YOUR ASSIGNMENT:
Return each line of the records below that contains the word "giraffe".

PROVIDED DATA:
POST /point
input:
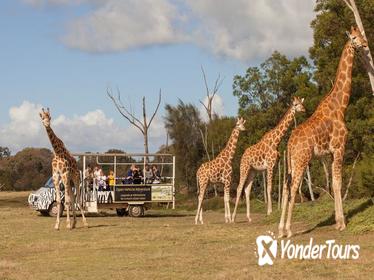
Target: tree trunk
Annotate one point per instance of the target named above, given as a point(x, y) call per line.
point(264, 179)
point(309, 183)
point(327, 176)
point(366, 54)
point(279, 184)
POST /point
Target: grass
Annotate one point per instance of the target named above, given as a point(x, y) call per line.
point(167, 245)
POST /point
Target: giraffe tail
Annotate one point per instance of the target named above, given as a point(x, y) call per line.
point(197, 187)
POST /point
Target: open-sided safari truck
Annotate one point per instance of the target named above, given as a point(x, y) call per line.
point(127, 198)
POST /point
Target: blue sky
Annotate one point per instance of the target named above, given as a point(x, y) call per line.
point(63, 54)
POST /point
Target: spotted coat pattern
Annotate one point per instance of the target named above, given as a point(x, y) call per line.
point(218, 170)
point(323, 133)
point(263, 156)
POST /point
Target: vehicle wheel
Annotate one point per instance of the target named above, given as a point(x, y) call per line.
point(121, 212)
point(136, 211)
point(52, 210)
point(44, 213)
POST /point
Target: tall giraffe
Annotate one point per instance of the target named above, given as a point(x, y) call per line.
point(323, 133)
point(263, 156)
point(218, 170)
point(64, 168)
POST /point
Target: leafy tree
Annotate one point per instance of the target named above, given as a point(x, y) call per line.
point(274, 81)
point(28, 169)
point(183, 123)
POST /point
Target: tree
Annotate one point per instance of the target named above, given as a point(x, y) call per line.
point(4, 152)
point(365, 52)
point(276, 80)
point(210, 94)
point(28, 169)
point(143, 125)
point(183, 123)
...
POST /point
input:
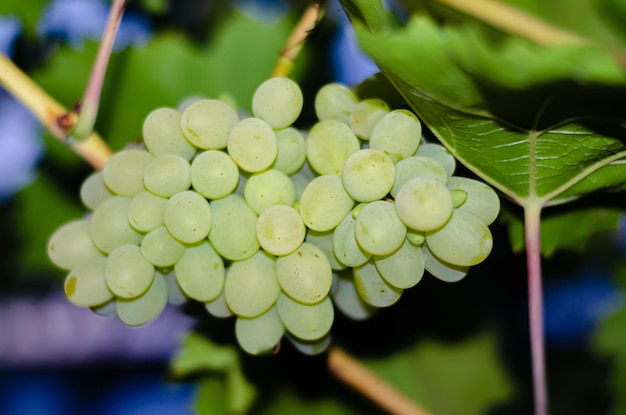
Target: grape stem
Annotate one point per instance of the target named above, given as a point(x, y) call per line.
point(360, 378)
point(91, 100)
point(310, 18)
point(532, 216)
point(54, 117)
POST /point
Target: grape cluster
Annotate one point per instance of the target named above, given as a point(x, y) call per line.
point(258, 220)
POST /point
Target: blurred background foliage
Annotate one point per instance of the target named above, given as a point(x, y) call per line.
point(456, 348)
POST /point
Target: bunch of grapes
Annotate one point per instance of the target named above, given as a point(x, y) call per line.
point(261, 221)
--
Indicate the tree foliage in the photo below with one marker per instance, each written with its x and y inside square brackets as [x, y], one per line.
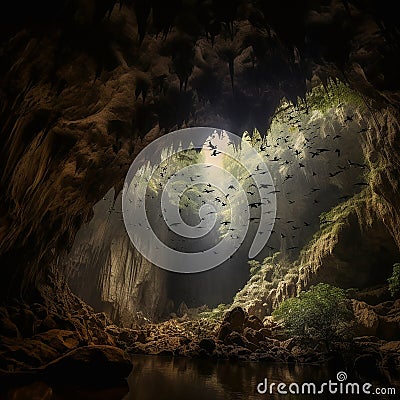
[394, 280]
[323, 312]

ANSWER:
Target: giraffe tail
Target: tall giraffe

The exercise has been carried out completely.